## begin Source extract

Transforming education in Nicaragua

Despite significant progress, such as the reduction to 5% of the adult population’s illiteracy rate and the increase of net primary enrollment rates, Nicaragua faces various challenges in the education sector.

These include a high number of out-of-school children, especially in rural areas, low levels of student learning outcomes in regional assessments (which are linked to poor preparation of primary school teachers and insufficient learning materials), and low quality of preschool education, particularly among disadvantaged rural households.

Adequate baseline data and solid statistics continue to be a problem imposing difficulties in planning as well as in monitoring the sector.

Nicaragua’s strategic education plan includes interventions focused on expanding access to preschool education, universal completion of six grades of primary education, and universal access to lower secondary education (grades 7-9). Institutional strengthening is another transversal priority of the education plan.

## end Source extract
## begin Data shown

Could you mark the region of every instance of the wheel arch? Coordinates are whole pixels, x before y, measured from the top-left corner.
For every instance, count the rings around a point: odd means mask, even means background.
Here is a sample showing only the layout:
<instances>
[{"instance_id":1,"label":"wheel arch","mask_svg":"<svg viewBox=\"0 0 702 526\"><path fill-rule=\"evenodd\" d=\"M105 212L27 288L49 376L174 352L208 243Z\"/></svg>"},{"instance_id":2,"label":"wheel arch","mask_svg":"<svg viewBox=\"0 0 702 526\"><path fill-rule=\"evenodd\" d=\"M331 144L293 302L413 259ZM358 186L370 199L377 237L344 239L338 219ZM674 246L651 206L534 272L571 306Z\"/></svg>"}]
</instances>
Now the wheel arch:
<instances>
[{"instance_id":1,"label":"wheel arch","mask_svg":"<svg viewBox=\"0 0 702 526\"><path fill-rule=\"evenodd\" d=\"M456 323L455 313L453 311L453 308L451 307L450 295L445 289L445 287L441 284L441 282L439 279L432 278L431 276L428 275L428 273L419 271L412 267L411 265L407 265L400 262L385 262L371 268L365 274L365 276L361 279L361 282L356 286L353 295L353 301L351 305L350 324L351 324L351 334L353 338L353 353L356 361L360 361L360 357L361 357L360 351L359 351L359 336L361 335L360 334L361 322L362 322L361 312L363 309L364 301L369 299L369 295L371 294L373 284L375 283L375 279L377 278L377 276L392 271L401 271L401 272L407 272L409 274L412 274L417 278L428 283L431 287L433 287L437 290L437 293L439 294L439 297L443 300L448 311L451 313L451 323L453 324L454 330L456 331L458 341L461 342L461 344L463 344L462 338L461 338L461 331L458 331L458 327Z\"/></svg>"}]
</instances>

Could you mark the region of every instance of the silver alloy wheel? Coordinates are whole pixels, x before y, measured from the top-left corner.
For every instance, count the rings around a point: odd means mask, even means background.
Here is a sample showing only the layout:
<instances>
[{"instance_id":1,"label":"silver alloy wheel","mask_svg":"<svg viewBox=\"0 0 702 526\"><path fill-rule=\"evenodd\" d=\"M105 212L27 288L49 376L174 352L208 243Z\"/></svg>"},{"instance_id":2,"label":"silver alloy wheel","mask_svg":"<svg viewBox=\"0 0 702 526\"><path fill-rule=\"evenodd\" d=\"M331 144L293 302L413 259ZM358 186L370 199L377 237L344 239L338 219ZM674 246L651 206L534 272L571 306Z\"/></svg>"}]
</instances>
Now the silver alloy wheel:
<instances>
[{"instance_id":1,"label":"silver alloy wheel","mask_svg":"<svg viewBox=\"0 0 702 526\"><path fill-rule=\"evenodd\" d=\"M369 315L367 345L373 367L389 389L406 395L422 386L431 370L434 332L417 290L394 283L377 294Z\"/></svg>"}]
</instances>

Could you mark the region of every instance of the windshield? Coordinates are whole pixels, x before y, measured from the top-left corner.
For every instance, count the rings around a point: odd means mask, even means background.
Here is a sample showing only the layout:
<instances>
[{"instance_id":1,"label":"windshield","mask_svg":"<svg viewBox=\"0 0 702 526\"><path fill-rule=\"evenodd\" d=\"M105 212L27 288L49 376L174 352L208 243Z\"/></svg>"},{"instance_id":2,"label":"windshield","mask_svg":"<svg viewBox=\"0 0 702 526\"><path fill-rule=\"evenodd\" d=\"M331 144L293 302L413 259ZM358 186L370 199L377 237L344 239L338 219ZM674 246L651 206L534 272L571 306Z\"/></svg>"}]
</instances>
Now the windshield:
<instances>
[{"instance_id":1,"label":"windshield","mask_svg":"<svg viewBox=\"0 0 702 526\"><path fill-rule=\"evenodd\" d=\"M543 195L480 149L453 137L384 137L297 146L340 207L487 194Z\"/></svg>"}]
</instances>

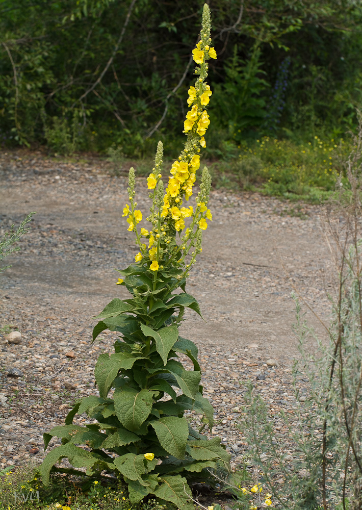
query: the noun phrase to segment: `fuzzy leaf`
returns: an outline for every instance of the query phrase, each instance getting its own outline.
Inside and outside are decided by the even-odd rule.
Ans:
[[[93,319],[107,319],[107,317],[116,317],[125,312],[130,312],[132,307],[127,303],[124,303],[121,299],[115,297],[107,307],[102,310],[99,315],[96,315]]]
[[[177,458],[184,458],[189,427],[186,418],[166,416],[150,425],[154,429],[162,448]]]
[[[133,432],[130,432],[126,428],[119,428],[112,436],[109,436],[100,446],[100,448],[106,450],[112,450],[117,446],[125,446],[130,443],[135,443],[139,441],[140,438]]]
[[[199,385],[201,380],[201,373],[199,372],[189,372],[179,366],[177,362],[171,360],[167,363],[167,368],[174,376],[180,389],[187,397],[194,398],[198,392]]]
[[[128,494],[131,503],[136,505],[141,499],[152,493],[158,485],[157,474],[146,475],[143,476],[143,481],[147,485],[141,484],[138,480],[126,480],[128,483]]]
[[[186,478],[180,475],[160,477],[161,485],[153,491],[152,494],[161,499],[171,501],[180,510],[194,510],[194,505],[191,496],[191,490],[187,484]]]
[[[39,466],[39,471],[45,486],[49,484],[49,475],[53,466],[65,457],[69,459],[69,462],[75,468],[87,468],[86,472],[87,475],[91,475],[94,472],[93,468],[95,465],[97,465],[99,470],[102,467],[104,469],[108,467],[112,469],[113,466],[111,463],[102,461],[98,455],[67,443],[49,451]]]
[[[213,468],[215,469],[217,464],[213,461],[200,461],[199,462],[193,462],[189,466],[185,466],[184,469],[190,473],[200,473],[205,468]]]
[[[141,324],[141,329],[146,337],[152,337],[156,342],[157,352],[162,358],[164,365],[167,363],[168,353],[178,337],[178,329],[176,324],[163,327],[158,331],[152,329],[145,324]]]
[[[130,480],[138,480],[142,485],[141,475],[145,473],[145,463],[147,462],[143,455],[135,453],[126,453],[114,460],[117,469],[123,476]]]
[[[197,314],[198,314],[201,319],[203,319],[200,311],[199,303],[195,298],[190,296],[189,294],[183,292],[178,294],[176,296],[174,296],[172,299],[166,303],[166,304],[169,307],[185,307],[191,308]]]
[[[137,360],[142,358],[128,352],[116,352],[111,354],[110,358],[108,354],[101,354],[94,368],[94,376],[100,396],[107,398],[119,370],[129,370]]]
[[[210,440],[187,442],[187,452],[197,461],[214,461],[220,459],[228,464],[230,455],[220,444],[219,437]]]
[[[176,392],[171,385],[165,379],[161,378],[158,379],[153,379],[152,382],[152,389],[159,390],[160,391],[163,391],[166,393],[168,393],[174,402],[176,402]]]
[[[124,427],[136,431],[148,417],[152,409],[153,397],[158,392],[131,388],[117,388],[113,394],[117,417]]]

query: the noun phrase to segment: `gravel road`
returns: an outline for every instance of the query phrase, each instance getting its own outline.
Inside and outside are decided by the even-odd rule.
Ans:
[[[63,423],[74,399],[94,393],[95,362],[112,350],[115,336],[105,333],[91,344],[91,317],[113,297],[126,297],[125,288],[115,285],[114,269],[132,262],[135,247],[121,218],[126,179],[110,176],[101,162],[3,153],[0,180],[0,235],[27,213],[37,212],[21,251],[10,261],[13,267],[0,277],[3,468],[34,454],[41,460],[43,432]],[[138,207],[146,212],[144,178],[138,180],[137,192]],[[293,455],[278,417],[281,409],[293,414],[299,405],[292,384],[298,350],[291,282],[327,321],[325,275],[330,263],[320,224],[323,211],[301,204],[295,216],[290,203],[221,190],[212,191],[209,207],[214,220],[187,289],[199,301],[206,323],[188,312],[182,333],[199,347],[205,393],[215,410],[213,432],[227,445],[235,467],[245,453],[238,425],[245,412],[243,385],[250,381]],[[9,325],[21,332],[20,344],[7,343]],[[14,368],[23,375],[10,376]],[[297,386],[302,401],[305,382],[299,380]]]

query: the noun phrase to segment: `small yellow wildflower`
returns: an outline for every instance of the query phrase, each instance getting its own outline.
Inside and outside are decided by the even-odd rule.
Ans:
[[[154,260],[153,262],[151,264],[151,265],[149,266],[149,268],[151,270],[151,271],[157,271],[159,267],[160,266],[159,266],[159,263],[157,262],[157,261]]]
[[[261,492],[262,490],[263,487],[260,483],[257,483],[256,485],[254,485],[250,489],[251,492]]]
[[[196,64],[202,64],[203,62],[204,54],[202,49],[199,49],[199,43],[196,45],[196,47],[192,50],[192,57]]]
[[[147,461],[153,461],[154,458],[154,453],[145,453],[143,456]]]
[[[198,222],[198,225],[201,230],[206,230],[208,228],[208,223],[206,220],[202,218]]]
[[[147,178],[147,185],[149,190],[153,190],[156,187],[157,180],[154,173],[150,173]]]
[[[150,249],[148,252],[148,255],[151,260],[154,260],[157,257],[157,248],[156,246],[154,246]]]
[[[216,55],[216,52],[215,51],[215,48],[210,48],[209,50],[209,56],[211,57],[212,59],[217,58],[217,55]]]
[[[141,221],[142,219],[142,213],[140,211],[135,211],[135,218],[136,219],[136,224]]]

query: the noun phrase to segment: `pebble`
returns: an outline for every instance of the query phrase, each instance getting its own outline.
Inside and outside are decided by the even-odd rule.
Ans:
[[[8,372],[8,376],[14,377],[22,377],[23,373],[19,368],[11,368]]]
[[[12,331],[7,335],[6,339],[9,344],[21,344],[21,334],[19,331]]]
[[[265,362],[268,367],[278,367],[279,363],[276,360],[267,360]]]

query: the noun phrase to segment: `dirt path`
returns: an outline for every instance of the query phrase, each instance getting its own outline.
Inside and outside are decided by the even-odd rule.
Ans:
[[[135,252],[121,218],[127,197],[124,177],[110,176],[99,165],[21,157],[3,155],[0,159],[0,232],[31,211],[37,212],[31,231],[22,238],[21,251],[10,261],[13,267],[0,277],[0,327],[13,324],[23,334],[20,345],[8,345],[0,338],[0,392],[14,402],[13,408],[9,401],[0,407],[3,451],[7,452],[3,458],[0,453],[0,466],[20,462],[27,444],[40,447],[42,427],[63,419],[59,399],[67,402],[68,397],[94,392],[92,367],[99,349],[109,350],[114,338],[106,334],[100,346],[91,346],[90,318],[113,297],[126,297],[125,289],[115,285],[113,268],[125,267]],[[149,202],[145,187],[144,180],[138,183],[138,207],[144,212]],[[187,289],[199,300],[207,323],[189,314],[183,335],[200,350],[206,392],[220,415],[219,431],[227,441],[236,441],[241,436],[242,439],[232,413],[242,393],[237,391],[239,381],[253,380],[263,372],[267,379],[260,382],[265,388],[271,391],[273,380],[288,386],[298,352],[291,328],[295,310],[292,288],[278,253],[296,287],[326,320],[329,307],[323,275],[329,270],[329,257],[317,207],[303,206],[301,213],[306,217],[302,219],[281,215],[290,204],[220,190],[212,192],[210,207],[214,221],[204,233],[203,252]],[[249,347],[251,344],[257,347]],[[74,353],[74,361],[65,356],[69,351]],[[267,366],[270,358],[277,360],[278,367]],[[7,377],[13,366],[23,371],[23,377]],[[53,377],[58,366],[62,371]],[[67,380],[77,388],[64,397]],[[40,404],[35,397],[30,404],[34,412],[28,407],[24,412],[29,389],[37,389],[32,390],[35,395],[44,393],[45,384],[53,395],[51,405]],[[17,391],[22,401],[14,398]],[[282,405],[272,402],[275,408]],[[224,418],[226,424],[221,423]],[[29,422],[33,437],[27,435],[25,441],[8,446],[11,431]]]

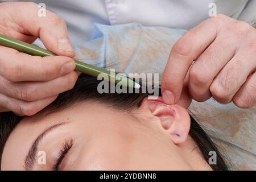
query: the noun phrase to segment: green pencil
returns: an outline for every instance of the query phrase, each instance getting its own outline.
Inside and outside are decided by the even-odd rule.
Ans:
[[[19,52],[22,52],[32,56],[38,56],[41,57],[55,56],[55,55],[48,51],[43,49],[38,46],[28,44],[26,42],[18,40],[7,36],[0,34],[0,46],[3,46],[15,49]],[[104,69],[94,67],[89,64],[80,62],[74,59],[76,63],[76,70],[80,72],[86,73],[92,76],[97,77],[98,75],[101,73],[105,73],[108,75],[109,81],[114,80],[115,83],[122,84],[126,87],[131,87],[139,89],[141,85],[133,81],[131,79],[118,75],[117,77],[116,73],[110,74],[110,72]]]

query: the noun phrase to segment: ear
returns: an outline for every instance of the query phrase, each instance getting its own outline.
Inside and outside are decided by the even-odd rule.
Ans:
[[[141,107],[149,110],[152,115],[159,119],[161,126],[170,134],[175,144],[181,144],[187,140],[191,121],[185,109],[178,105],[166,104],[162,97],[157,100],[144,99]]]

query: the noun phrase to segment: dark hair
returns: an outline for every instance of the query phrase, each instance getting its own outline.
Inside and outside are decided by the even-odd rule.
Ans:
[[[60,94],[57,99],[41,113],[49,114],[67,108],[77,102],[85,100],[98,101],[113,109],[129,111],[135,107],[139,106],[143,99],[150,95],[147,93],[99,94],[97,86],[101,81],[94,77],[82,74],[72,90]],[[204,159],[208,162],[210,157],[209,152],[214,151],[217,154],[217,164],[210,165],[212,168],[213,170],[228,170],[227,165],[216,146],[200,125],[193,118],[191,118],[189,135],[197,144]],[[5,143],[10,133],[22,118],[23,117],[11,112],[0,113],[0,164]]]

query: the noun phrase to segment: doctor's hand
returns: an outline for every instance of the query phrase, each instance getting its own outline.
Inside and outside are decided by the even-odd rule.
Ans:
[[[0,3],[0,34],[29,43],[41,38],[58,56],[41,57],[0,46],[0,112],[32,115],[71,89],[77,79],[65,22],[31,2]]]
[[[251,107],[256,104],[255,68],[256,30],[218,15],[174,46],[163,76],[164,101],[184,102],[189,95],[203,102],[212,96],[221,104]]]

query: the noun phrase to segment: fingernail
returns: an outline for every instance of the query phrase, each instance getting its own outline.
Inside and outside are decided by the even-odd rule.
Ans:
[[[167,104],[174,104],[175,102],[174,94],[169,90],[164,90],[163,93],[163,100]]]
[[[75,68],[76,68],[76,64],[75,64],[75,62],[68,62],[62,67],[61,71],[60,71],[60,75],[61,76],[65,75],[74,71]]]
[[[69,40],[64,38],[59,40],[58,48],[59,49],[65,51],[73,51]]]

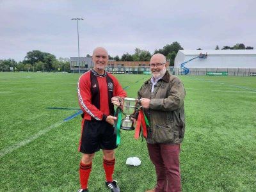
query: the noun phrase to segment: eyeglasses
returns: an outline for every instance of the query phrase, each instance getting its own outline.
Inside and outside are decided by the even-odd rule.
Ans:
[[[165,63],[150,63],[150,67],[155,67],[156,66],[157,66],[157,67],[160,67],[160,66],[161,66],[161,65],[164,65],[164,64],[165,64]]]

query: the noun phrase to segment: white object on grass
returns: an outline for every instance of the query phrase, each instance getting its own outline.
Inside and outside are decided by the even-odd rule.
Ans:
[[[126,164],[133,166],[139,166],[141,161],[137,157],[128,157],[126,160]]]

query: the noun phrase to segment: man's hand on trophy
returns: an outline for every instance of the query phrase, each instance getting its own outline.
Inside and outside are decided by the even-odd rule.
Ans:
[[[114,105],[119,107],[120,106],[120,99],[119,97],[113,97],[111,98],[111,102]]]
[[[149,108],[149,104],[150,103],[150,99],[147,99],[147,98],[141,98],[140,99],[140,102],[141,103],[141,105],[143,108],[145,109],[148,109]]]
[[[133,121],[133,124],[136,125],[137,120],[135,118],[133,118],[133,117],[131,117],[131,119]]]
[[[114,121],[115,120],[116,120],[117,118],[115,116],[113,116],[112,115],[109,115],[107,116],[106,121],[109,123],[109,124],[111,124],[111,125],[114,125]]]

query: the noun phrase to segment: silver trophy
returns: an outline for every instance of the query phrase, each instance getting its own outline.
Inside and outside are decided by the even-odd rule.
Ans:
[[[120,129],[124,130],[134,130],[133,120],[130,115],[134,114],[138,100],[133,98],[125,97],[120,99],[122,111],[125,118],[122,120]]]

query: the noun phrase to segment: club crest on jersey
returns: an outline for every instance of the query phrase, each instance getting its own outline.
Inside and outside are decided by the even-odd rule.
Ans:
[[[113,83],[112,83],[111,82],[109,82],[109,83],[108,84],[108,88],[109,89],[109,91],[113,92]]]

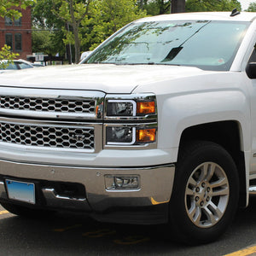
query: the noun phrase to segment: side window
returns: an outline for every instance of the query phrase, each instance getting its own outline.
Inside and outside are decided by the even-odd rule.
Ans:
[[[9,66],[6,67],[8,70],[18,69],[18,67],[15,63],[9,63]]]
[[[5,44],[10,46],[11,49],[13,49],[13,35],[10,33],[5,34]]]

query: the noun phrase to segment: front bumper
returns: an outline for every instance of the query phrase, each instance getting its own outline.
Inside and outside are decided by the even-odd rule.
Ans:
[[[67,209],[102,213],[107,210],[154,207],[170,201],[174,178],[174,165],[146,167],[93,168],[28,164],[0,160],[0,201],[20,203],[9,199],[5,178],[31,182],[36,185],[36,204],[42,208]],[[106,177],[132,176],[140,178],[140,188],[108,190]],[[58,195],[55,184],[79,184],[84,195]],[[24,204],[24,203],[23,203]],[[29,204],[27,204],[29,205]]]

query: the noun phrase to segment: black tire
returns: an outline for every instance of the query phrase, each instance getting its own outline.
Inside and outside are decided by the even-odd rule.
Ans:
[[[1,205],[8,212],[26,218],[48,218],[55,213],[54,211],[34,209],[9,202],[1,202]]]
[[[213,241],[229,227],[239,200],[236,164],[221,146],[194,142],[178,156],[170,201],[172,238],[197,245]]]

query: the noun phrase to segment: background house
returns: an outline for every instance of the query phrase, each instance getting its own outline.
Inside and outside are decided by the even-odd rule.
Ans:
[[[13,52],[20,54],[18,58],[26,60],[32,54],[31,8],[15,8],[22,16],[19,19],[0,17],[0,48],[9,45]]]

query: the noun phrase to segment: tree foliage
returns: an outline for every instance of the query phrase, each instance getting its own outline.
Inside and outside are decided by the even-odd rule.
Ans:
[[[19,56],[19,54],[13,53],[10,50],[10,46],[4,44],[0,50],[0,69],[6,68],[9,64],[13,62],[16,57]],[[1,61],[3,60],[6,60],[6,62]]]
[[[15,9],[15,7],[26,9],[32,5],[32,0],[0,0],[0,16],[18,19],[21,16],[21,13]],[[8,60],[7,62],[0,63],[0,68],[5,68],[9,62],[19,56],[19,54],[15,54],[11,51],[10,47],[4,44],[0,50],[0,61]]]
[[[256,2],[252,2],[249,4],[248,9],[247,9],[247,12],[256,12]]]
[[[241,10],[241,3],[237,0],[187,0],[187,12],[232,11],[236,8]]]
[[[18,19],[21,14],[14,7],[20,7],[25,9],[32,3],[32,0],[0,0],[0,16]]]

## end Data shown

Problem set >>
1. Answer these from the passage on education in Nicaragua:
(a) To what level has the adult illiteracy rate been reduced?
(b) Which grades make up lower secondary education?
(c) What is named as another transversal priority of the education plan?
2. Please write out the passage on education in Nicaragua word for word, beginning at the words "Transforming education in" and stopping after "disadvantaged rural households.".
3. Write what comes next in the passage on education in Nicaragua, picking up after its final sentence.
The entries are not needed here.

Task results >>
1.
(a) 5%
(b) Grades 7-9
(c) Institutional strengthening

2.
Transforming education in Nicaragua

Despite significant progress, such as the reduction to 5% of the adult population’s illiteracy rate and the increase of net primary enrollment rates, Nicaragua faces various challenges in the education sector.

These include a high number of out-of-school children, especially in rural areas, low levels of student learning outcomes in regional assessments (which are linked to poor preparation of primary school teachers and insufficient learning materials), and low quality of preschool education, particularly among disadvantaged rural households.

3.
The objectives of Nicaragua’s strategic education plan are to:

  1. Promote access and equity by:
    • Accelerating progress in achieving quality universal primary and secondary education, and ensuring a gradual increase in the percentage of students entering, completing and advancing to the next grade.
    • Increasing the participation of boys and girls in early childhood education, with the participation of the educational community and families in early childhood activities that promote adequate youth development.
    • Reducing illiteracy as much as possible and increasing levels of school completion.
  2. Promote a quality education by:
    • Improving the level of student achievement in order to successfully promote personal, family and community development, as well as strengthen national identity.
  3. Strengthen sector management by:
    • Ensuring human and institutional development that promotes efficient and effective educational management.

Result story

Nicaragua: Safer and resilient schools after Hurricane Julia

The ministry of education and UNICEF, with the support of GPE, are reactivating learning spaces to ensure at least 150 students in preschool and multigrade primary schools can continue to learn.


(data as of November 29, 2023)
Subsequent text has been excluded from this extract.